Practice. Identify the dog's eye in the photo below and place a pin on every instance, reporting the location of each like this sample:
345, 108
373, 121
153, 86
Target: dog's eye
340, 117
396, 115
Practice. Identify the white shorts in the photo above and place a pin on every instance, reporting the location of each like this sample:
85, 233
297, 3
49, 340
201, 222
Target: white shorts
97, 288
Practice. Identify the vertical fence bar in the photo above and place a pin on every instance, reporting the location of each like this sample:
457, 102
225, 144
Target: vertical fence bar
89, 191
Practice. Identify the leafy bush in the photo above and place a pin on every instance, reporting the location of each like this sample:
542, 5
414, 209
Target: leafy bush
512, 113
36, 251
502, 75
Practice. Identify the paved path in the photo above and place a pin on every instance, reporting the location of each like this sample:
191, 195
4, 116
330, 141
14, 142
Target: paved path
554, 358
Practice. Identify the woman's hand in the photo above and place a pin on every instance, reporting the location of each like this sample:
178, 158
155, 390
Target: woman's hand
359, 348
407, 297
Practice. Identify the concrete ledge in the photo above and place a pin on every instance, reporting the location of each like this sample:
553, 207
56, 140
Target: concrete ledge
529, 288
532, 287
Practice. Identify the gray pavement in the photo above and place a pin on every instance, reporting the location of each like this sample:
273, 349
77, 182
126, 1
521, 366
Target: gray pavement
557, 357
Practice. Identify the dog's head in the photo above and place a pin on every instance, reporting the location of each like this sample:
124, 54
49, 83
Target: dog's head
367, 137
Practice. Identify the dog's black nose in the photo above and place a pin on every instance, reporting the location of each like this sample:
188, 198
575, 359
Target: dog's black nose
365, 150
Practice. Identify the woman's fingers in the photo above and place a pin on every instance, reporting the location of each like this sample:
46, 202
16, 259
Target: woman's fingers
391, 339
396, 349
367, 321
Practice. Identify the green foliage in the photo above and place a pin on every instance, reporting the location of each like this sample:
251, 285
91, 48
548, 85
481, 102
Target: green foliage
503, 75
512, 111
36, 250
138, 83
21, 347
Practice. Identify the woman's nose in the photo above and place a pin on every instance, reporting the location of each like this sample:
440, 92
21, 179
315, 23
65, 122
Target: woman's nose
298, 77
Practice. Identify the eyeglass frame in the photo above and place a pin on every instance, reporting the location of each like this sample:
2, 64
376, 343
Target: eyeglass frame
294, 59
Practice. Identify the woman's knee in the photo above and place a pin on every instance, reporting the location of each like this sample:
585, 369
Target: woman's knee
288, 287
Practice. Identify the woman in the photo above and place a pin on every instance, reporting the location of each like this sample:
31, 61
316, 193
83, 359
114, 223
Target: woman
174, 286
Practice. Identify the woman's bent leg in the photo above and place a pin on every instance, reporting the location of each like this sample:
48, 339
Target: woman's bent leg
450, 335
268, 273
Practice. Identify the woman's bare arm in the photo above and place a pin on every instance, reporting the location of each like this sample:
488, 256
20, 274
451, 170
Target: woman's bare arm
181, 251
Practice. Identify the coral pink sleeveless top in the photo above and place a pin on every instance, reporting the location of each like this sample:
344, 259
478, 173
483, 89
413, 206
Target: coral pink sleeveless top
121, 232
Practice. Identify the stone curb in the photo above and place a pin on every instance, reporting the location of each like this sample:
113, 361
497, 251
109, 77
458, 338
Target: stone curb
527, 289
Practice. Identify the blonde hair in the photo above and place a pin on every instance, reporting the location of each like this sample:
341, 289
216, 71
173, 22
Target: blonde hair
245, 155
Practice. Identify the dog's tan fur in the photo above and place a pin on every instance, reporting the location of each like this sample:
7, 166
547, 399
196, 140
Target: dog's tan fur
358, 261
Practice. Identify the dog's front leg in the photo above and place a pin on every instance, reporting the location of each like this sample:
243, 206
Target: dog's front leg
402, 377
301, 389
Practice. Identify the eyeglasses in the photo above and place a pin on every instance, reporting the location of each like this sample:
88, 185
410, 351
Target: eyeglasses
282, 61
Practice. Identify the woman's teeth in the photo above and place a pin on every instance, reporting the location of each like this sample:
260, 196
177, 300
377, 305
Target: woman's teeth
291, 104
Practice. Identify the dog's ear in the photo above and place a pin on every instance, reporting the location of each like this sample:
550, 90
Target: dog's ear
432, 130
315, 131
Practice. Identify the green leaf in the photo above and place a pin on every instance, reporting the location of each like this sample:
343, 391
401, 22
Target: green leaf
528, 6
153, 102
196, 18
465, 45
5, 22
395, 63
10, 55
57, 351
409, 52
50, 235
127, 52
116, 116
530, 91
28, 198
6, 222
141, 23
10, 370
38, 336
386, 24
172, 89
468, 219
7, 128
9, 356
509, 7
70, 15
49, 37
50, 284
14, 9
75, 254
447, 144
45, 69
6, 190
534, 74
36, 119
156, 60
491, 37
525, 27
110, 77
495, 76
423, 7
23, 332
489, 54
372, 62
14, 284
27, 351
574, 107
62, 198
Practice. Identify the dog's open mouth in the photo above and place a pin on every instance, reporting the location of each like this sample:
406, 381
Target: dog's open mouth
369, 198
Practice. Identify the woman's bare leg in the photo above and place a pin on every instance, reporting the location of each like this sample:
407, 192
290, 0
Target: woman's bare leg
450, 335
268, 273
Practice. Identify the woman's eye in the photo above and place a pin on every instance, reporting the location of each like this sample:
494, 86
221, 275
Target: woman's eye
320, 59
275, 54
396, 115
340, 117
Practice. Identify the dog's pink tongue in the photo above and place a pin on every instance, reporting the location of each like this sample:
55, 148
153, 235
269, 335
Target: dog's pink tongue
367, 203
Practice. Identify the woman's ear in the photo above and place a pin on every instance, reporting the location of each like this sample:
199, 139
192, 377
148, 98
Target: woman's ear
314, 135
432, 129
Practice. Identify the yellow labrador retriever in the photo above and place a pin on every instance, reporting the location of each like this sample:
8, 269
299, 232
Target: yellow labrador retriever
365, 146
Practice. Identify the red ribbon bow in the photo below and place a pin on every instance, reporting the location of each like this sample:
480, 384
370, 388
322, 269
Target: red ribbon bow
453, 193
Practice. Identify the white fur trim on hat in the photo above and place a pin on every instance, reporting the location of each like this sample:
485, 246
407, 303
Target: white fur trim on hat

» **What is being asked**
Once the line with "Target: woman's eye" has been found in the records above, retype it and every line after it exactly, and include nothing else.

» **Solution to this task**
Target: woman's eye
320, 59
275, 54
396, 115
340, 117
Practice. Identify the dog's pink tongue in the photo above and place a pin on every instance, reporting the location of each like this sample:
55, 148
153, 235
269, 335
Target: dog's pink tongue
367, 203
Practice. Identify the woman's ear in the photo above and place a pin on every instance, reporting the location of each like this sample:
199, 139
192, 377
148, 98
Target: woman's ear
314, 135
432, 129
Practice. Identify the yellow labrador retriever in the photo above and place a pin on every instance, reporting the location of each like this sample:
8, 269
299, 232
Target: yellow labrador retriever
365, 146
Practice. Identify the red ribbon bow in the photo below and place a pin on every instance, reporting the location of each like this sample:
480, 384
370, 388
322, 269
Target: red ribbon bow
453, 193
Practice. Identify the white fur trim on hat in the photo above and place a pin on every instance, reporting the location of each like this sample:
485, 246
407, 303
Target: white fur trim on hat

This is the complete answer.